▸ EXERCISE PROMPT: Below are some entries; can you quote all of them exactly?

▸ GIVEN RECORDS:
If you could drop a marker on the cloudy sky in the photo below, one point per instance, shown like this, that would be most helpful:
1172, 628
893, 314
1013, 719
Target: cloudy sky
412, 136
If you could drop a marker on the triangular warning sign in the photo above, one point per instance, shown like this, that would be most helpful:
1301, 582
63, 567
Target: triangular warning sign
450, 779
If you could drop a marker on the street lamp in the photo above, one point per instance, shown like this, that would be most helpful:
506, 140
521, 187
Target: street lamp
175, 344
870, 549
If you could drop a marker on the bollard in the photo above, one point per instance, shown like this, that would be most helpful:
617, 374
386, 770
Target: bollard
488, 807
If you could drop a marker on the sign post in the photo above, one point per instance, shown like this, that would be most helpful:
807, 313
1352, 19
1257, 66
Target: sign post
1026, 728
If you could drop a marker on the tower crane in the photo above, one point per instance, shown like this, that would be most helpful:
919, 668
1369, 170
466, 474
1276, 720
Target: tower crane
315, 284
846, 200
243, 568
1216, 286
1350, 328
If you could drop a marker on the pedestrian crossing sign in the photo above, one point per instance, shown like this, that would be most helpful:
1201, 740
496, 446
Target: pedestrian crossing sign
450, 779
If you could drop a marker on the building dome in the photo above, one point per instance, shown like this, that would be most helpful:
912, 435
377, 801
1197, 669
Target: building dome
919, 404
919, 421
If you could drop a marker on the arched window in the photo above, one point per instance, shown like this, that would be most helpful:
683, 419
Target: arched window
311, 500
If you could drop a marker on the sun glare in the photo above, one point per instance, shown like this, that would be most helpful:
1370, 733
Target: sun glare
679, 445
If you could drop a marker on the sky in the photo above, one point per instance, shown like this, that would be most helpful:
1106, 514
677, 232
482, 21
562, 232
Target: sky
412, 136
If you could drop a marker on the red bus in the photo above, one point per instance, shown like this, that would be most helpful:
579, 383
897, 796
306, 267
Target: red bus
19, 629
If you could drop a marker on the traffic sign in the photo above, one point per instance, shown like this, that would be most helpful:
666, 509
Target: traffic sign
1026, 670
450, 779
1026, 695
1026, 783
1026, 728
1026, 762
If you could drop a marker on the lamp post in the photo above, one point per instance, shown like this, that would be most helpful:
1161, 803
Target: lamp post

▸ FINAL ANSWER:
If you could drop a marker on the cloudy sky in the photo below, one point per instance, shown like this, that would be most helpful:
1172, 628
893, 314
1013, 719
Target: cloudy sky
412, 136
If you could drop a marker on the triangular warning sign in the photo above, one point per instance, shown like this, that would be most helpful:
1301, 582
63, 567
Target: triangular warning sign
450, 779
If you could drop a marker on the street lamp in the photo above, one point per instance, shown like this, that would be most helpful:
506, 140
521, 187
Target: street lamp
175, 344
870, 549
If you could drop a marker on the bollard in the photo above, one point per instance, shown like this, that would be most helpful:
617, 374
386, 770
Target: bollard
488, 807
If you could drop a marker on the sign post in the photo above, one point per instance, shown like this, that would be most helpful:
807, 313
1352, 19
1257, 66
Target: sign post
1026, 728
If you could drop a marker on the tower crane in the photo above, one point per instance, shown like this, that would be most helpful:
919, 668
1369, 170
466, 474
1276, 720
Target: tower crane
315, 284
846, 200
243, 568
1216, 286
1350, 328
If you could drop a marker on the pedestrian crossing sign in the photo above, one point per instance, shown like this, that would be most helpful:
1201, 740
496, 446
Target: pedestrian crossing sign
450, 779
If you could drop a marker on the building dome in the photo above, one point per instance, shown like this, that would be most helpful:
912, 435
377, 801
1197, 669
Target: building dome
919, 404
919, 421
If you could drop a marker on the arched window in the photo above, one point per instance, shown like this, that would be most helpful:
683, 419
Target: arched window
311, 500
If you could drop a marker on the sun glare in the photo above, one point per instance, shown like this, that would be most helpful:
1370, 733
Target: sun glare
679, 445
If you could drop a marker on the sky in the photo above, one point per instance, shown like this, that would be most helpful:
1106, 514
677, 232
482, 21
562, 232
Target: sky
412, 136
If you could drop a marker on the red bus in the photo above, one point per instance, shown like this, that would be most helpful:
579, 383
897, 796
306, 267
Target: red bus
19, 629
If you could drop a marker on the traffic sign in the photo above, one point per instance, shown like this, that would be most helpful:
666, 509
Target: traffic sign
1026, 670
450, 779
1026, 695
1026, 783
1026, 728
1026, 762
If you could drop a marker on the lamp post in the photo above, one point per instance, shown like this, that would be most helpful:
1161, 803
Target: lamp post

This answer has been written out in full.